## SEÇÃO DE TEXTO
· · · · · · ·

26.11.2025 - Indébitos tributários como alternativa legítima na execução trabalhista

(www.conjur.com.br)

Marcos Aurélio da Silva Prates

A interlocução entre o direito tributário e o direito do trabalho ainda é explorada de forma tímida no Brasil, embora ambos influenciem diretamente a saúde financeira das empresas e a efetividade da tutela jurisdicional. Um campo especialmente promissor dessa interface surge na gestão de indébitos tributários: créditos reconhecidos judicialmente, muitas vezes oriundos de cobranças indevidas, que permanecem represados por barreiras burocráticas e operacionais. Estudo recente, intitulado “A utilização alternativa de indébitos tributários para pagamento de dívidas decorrentes de passivos judiciais trabalhistas” (FGV Direito SP, 2025), evidencia a necessidade de romper com essa visão fragmentada e aproximar, de forma responsável, as lógicas tributária e trabalhista.

No modelo vigente, a conversão desses créditos em liquidez depende de procedimentos administrativos de restituição ou compensação, sujeitos a prazos elevados, formalidades rigorosas e recorrentes controvérsias perante a Receita Federal. Isso retarda a realização do crédito e impede que o indébito cumpra plenamente sua função de ativo empresarial. Em paralelo, a execução trabalhista convive há décadas com gargalos estruturais: dificuldade de localização de bens, multiplicidade de incidentes, prazos dilatados e, não raro, frustração do pagamento ao trabalhador.

Diante desse quadro, mostra-se juridicamente razoável discutir o emprego de créditos tributários líquidos e certos, já reconhecidos em favor do contribuinte, como instrumentos de quitação de passivos judiciais trabalhistas. Não se trata de promover compensação tributária à margem do sistema, mas de reconhecer o indébito como ativo dotado de valor econômico, apto a ser utilizado, sob controle do juízo, na satisfação do crédito laboral. A operação se harmoniza com o artigo 765 da CLT, que confere ao magistrado ampla liberdade na condução do processo, justamente para assegurar a efetividade da prestação jurisdicional.

O CPC consagrou a partir de 2015 a atipicidade dos meios executivos, reforçando essa diretriz ao permitir medidas não expressamente previstas em lei, desde que adequadas, proporcionais e idôneas à satisfação do crédito. Nesse contexto, a utilização do indébito tributário como meio executivo enquadra-se no repertório legítimo de soluções disponíveis ao magistrado. Desde que o crédito seja líquido, certo, comprovado e submetido à apreciação judicial, não há incompatibilidade com o sistema processual, ao contrário, há concretização do princípio da efetividade.

Princípio da preservação da empresa
O princípio constitucional da preservação da empresa (artigo 170 da Constituição) dá densidade adicional ao argumento. Em vez de exigir desembolsos imediatos que comprimem o caixa da empresa e ampliam o risco de insolvência, a utilização estratégica de ativos tributários permite que o empregador honre o crédito trabalhista com maior rapidez, sem comprometer a continuidade da atividade econômica. Trata-se de alternativa coerente com a função social da empresa e com o objetivo constitucional de manutenção de empregos.

· · · · · · ·

## PARTES DO EXERCÍCIO
1. Cite sem alterações o trecho do artigo sobre indébitos tributários que começa em "(www.conjur.com.br)" e termina em "tributária e trabalhista.".
2. Reproduza na íntegra todas as linhas dos registros de marcação de pontos, deixando as imagens de fora.
O artigo e os registros não têm relação entre si.

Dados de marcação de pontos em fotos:
· · · · · · ·

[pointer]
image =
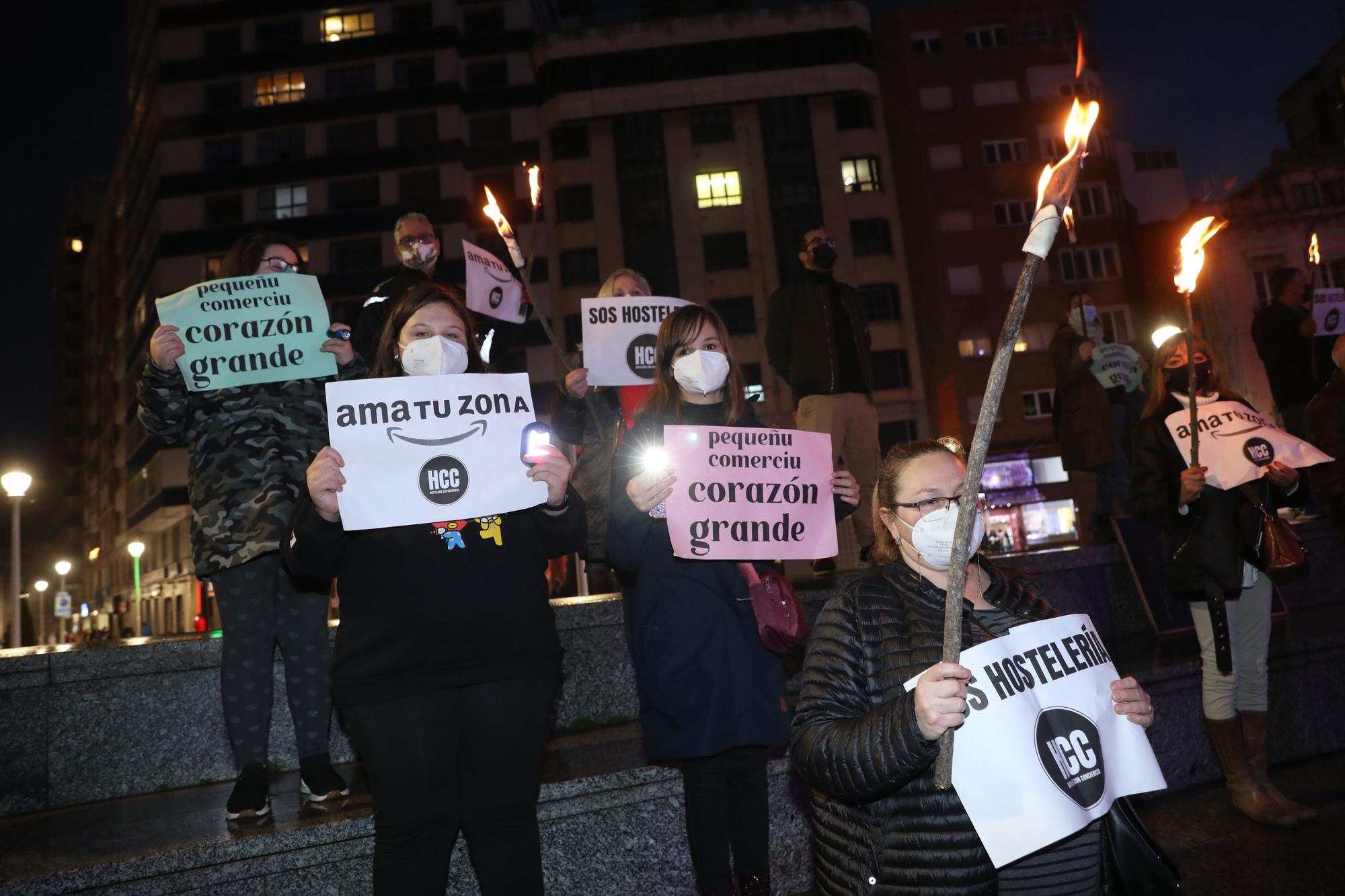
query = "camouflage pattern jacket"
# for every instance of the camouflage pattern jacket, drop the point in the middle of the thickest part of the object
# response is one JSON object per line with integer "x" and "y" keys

· · · · · · ·

## CONJUNTO DE RESPOSTAS
1.
(www.conjur.com.br)

Marcos Aurélio da Silva Prates

A interlocução entre o direito tributário e o direito do trabalho ainda é explorada de forma tímida no Brasil, embora ambos influenciem diretamente a saúde financeira das empresas e a efetividade da tutela jurisdicional. Um campo especialmente promissor dessa interface surge na gestão de indébitos tributários: créditos reconhecidos judicialmente, muitas vezes oriundos de cobranças indevidas, que permanecem represados por barreiras burocráticas e operacionais. Estudo recente, intitulado “A utilização alternativa de indébitos tributários para pagamento de dívidas decorrentes de passivos judiciais trabalhistas” (FGV Direito SP, 2025), evidencia a necessidade de romper com essa visão fragmentada e aproximar, de forma responsável, as lógicas tributária e trabalhista.

2.
[pointer]
image =
query = "camouflage pattern jacket"
# for every instance of the camouflage pattern jacket, drop the point in the middle of the thickest part of the object
# response is one JSON object per line with integer "x" and "y" keys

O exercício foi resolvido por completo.